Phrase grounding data
══════

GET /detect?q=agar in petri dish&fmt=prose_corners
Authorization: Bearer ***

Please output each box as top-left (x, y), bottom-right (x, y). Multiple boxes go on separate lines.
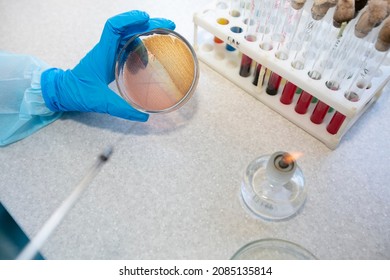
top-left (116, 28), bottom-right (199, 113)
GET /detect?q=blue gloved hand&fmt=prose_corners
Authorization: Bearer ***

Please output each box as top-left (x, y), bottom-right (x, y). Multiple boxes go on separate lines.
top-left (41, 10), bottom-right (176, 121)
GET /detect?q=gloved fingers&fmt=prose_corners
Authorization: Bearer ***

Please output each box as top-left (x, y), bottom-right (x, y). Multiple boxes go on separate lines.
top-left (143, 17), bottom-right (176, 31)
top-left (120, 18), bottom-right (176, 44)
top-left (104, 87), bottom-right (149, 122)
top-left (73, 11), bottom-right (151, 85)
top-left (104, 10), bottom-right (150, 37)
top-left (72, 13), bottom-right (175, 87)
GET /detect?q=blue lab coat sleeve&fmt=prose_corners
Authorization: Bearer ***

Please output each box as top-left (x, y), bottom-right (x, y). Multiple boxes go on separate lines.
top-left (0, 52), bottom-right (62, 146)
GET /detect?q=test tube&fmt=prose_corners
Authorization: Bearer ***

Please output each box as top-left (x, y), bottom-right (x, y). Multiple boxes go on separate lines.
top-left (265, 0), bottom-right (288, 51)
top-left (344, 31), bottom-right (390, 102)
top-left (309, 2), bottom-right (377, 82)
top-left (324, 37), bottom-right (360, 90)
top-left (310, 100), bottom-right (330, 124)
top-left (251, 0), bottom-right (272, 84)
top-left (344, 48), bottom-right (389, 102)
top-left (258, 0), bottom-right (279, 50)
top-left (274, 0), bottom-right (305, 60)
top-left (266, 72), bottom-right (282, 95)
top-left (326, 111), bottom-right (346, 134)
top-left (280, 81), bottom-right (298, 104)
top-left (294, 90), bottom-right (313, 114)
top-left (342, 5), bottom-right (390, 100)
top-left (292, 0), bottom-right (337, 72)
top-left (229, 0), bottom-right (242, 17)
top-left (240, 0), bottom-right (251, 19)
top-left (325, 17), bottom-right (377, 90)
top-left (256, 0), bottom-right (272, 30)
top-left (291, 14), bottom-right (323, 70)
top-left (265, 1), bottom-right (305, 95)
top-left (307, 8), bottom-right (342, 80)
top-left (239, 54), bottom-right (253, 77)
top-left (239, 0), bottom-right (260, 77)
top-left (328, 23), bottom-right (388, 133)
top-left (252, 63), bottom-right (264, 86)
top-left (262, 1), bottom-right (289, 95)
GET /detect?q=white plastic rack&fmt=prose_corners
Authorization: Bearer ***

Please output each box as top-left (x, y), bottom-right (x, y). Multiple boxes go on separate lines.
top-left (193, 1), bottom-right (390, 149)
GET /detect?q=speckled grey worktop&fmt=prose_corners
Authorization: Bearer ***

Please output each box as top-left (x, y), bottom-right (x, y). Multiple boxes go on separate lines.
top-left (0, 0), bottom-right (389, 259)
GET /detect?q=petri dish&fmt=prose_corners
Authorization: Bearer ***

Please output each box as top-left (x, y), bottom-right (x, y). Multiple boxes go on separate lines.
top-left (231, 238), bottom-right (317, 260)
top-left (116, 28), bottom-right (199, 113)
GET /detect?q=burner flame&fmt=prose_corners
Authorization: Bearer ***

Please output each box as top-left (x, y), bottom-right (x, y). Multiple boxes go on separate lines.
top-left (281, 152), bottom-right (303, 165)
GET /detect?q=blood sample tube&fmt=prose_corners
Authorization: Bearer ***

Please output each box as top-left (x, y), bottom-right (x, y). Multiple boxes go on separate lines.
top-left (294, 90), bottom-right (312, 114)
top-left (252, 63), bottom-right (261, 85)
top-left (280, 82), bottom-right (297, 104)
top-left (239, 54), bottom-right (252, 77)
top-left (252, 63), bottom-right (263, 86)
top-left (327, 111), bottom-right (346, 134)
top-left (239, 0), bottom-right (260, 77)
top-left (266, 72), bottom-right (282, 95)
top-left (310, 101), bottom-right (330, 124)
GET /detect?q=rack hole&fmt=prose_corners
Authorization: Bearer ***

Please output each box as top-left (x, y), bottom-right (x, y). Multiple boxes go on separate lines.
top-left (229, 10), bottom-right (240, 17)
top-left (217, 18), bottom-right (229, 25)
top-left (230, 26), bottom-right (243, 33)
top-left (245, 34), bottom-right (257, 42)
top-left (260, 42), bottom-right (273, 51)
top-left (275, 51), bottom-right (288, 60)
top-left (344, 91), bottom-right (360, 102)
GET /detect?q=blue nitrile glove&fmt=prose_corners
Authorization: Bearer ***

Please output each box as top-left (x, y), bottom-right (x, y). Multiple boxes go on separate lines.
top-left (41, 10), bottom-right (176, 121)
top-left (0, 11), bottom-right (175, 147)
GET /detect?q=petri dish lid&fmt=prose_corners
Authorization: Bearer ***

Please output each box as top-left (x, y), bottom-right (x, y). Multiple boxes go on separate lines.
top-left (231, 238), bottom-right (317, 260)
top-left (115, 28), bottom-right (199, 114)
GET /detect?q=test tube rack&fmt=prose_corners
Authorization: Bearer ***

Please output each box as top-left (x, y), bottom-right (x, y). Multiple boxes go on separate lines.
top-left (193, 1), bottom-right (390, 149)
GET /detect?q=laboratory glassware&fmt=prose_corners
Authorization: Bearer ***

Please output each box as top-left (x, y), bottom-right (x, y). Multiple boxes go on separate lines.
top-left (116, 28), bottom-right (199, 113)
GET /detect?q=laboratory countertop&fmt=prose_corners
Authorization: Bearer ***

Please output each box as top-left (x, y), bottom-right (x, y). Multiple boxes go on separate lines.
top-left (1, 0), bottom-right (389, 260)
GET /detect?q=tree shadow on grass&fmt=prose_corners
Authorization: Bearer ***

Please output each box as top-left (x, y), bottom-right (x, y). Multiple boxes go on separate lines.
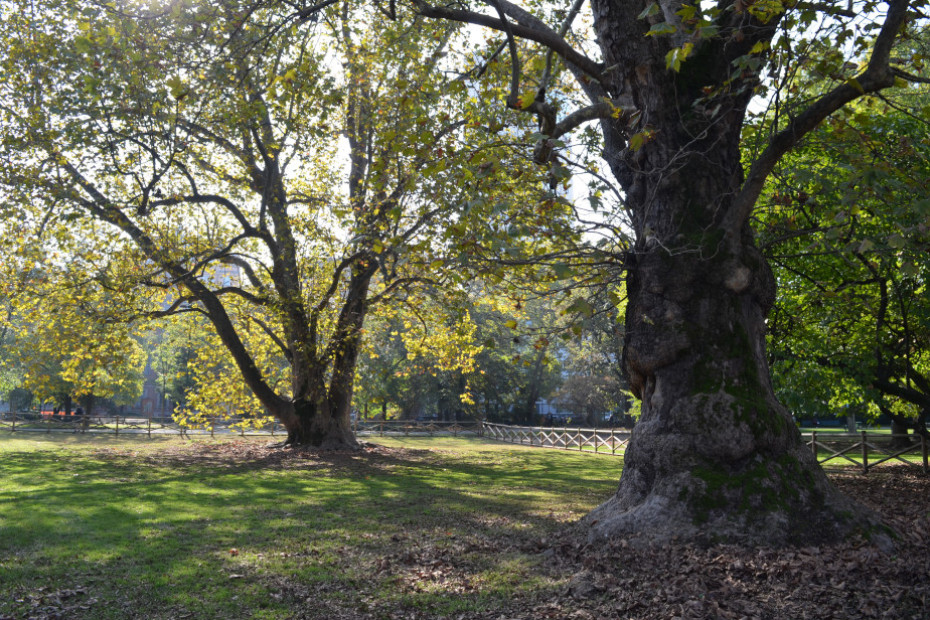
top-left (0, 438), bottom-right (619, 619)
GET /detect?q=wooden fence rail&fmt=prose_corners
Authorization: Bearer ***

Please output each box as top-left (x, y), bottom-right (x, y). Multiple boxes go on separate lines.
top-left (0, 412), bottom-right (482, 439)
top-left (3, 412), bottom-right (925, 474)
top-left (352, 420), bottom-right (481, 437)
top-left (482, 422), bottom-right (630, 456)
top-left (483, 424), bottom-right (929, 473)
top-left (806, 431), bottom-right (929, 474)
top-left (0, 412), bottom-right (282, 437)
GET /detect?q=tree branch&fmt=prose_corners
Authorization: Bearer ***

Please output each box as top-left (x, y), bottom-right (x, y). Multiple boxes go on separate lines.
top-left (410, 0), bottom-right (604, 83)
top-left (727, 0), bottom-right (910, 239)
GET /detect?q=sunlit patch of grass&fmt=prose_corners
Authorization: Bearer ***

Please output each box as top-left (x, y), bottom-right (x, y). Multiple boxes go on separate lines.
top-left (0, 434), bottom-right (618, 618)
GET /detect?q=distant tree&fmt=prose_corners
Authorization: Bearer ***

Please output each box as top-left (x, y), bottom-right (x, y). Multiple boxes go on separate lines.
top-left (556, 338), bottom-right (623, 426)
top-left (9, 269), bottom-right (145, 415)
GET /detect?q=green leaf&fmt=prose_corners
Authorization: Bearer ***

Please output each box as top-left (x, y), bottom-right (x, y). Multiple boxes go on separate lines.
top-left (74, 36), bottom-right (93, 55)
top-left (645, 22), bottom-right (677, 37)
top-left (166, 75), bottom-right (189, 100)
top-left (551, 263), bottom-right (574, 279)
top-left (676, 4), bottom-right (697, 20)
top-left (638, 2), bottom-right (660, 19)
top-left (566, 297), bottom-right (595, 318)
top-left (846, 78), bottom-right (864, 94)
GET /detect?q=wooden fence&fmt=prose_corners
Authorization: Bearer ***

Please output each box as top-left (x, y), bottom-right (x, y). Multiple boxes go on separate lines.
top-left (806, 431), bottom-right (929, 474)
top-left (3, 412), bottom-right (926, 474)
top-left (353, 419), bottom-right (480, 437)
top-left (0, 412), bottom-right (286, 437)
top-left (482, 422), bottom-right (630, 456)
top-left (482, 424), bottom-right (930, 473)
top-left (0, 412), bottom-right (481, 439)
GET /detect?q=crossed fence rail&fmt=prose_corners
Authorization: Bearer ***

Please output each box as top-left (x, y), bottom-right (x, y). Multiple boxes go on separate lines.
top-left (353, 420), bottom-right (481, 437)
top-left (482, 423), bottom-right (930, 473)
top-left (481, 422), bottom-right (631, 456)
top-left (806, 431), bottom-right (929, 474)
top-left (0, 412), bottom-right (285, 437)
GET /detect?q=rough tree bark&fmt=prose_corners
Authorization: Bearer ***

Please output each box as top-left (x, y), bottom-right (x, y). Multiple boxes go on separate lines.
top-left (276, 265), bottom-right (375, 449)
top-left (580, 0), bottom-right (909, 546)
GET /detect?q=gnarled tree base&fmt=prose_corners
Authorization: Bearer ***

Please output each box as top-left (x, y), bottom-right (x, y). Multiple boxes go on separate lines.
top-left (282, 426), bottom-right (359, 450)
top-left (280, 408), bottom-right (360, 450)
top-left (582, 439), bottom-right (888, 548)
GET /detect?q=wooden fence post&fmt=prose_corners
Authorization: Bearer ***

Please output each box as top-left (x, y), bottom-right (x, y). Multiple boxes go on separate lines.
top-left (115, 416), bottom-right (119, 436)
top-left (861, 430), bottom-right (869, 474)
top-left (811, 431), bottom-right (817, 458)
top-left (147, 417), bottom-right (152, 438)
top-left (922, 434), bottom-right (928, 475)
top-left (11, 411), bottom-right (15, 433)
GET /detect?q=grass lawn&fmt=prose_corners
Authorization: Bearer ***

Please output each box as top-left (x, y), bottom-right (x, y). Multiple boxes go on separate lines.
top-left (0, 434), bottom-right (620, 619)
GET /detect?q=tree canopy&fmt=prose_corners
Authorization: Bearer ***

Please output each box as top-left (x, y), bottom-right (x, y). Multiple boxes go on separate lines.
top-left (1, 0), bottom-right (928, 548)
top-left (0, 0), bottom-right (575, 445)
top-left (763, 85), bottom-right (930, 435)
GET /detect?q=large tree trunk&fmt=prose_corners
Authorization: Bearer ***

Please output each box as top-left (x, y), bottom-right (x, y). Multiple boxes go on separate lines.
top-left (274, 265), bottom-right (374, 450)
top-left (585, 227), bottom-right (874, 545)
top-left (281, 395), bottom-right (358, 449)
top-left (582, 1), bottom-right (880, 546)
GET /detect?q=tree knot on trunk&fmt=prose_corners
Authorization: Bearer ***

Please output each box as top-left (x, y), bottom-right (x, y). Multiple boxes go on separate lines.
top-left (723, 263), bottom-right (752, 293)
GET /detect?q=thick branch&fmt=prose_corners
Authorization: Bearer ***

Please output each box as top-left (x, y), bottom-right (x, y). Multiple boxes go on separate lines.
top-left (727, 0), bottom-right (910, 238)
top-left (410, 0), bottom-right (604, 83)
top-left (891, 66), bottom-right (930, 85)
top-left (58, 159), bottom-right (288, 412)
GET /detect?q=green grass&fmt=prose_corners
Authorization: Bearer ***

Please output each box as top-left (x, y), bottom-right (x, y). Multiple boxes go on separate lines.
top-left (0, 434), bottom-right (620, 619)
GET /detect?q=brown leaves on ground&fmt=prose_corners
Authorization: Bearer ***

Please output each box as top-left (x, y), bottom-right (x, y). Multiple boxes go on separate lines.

══════

EXERCISE AIM
Wherever a line of the records above contains the string "dish", copy that line out.

RESPONSE FOR THIS EXERCISE
GET /detect?q=agar in petri dish&fmt=prose_corners
GET /detect?q=petri dish&fmt=prose_corners
GET /detect?q=petri dish lid&fmt=prose_corners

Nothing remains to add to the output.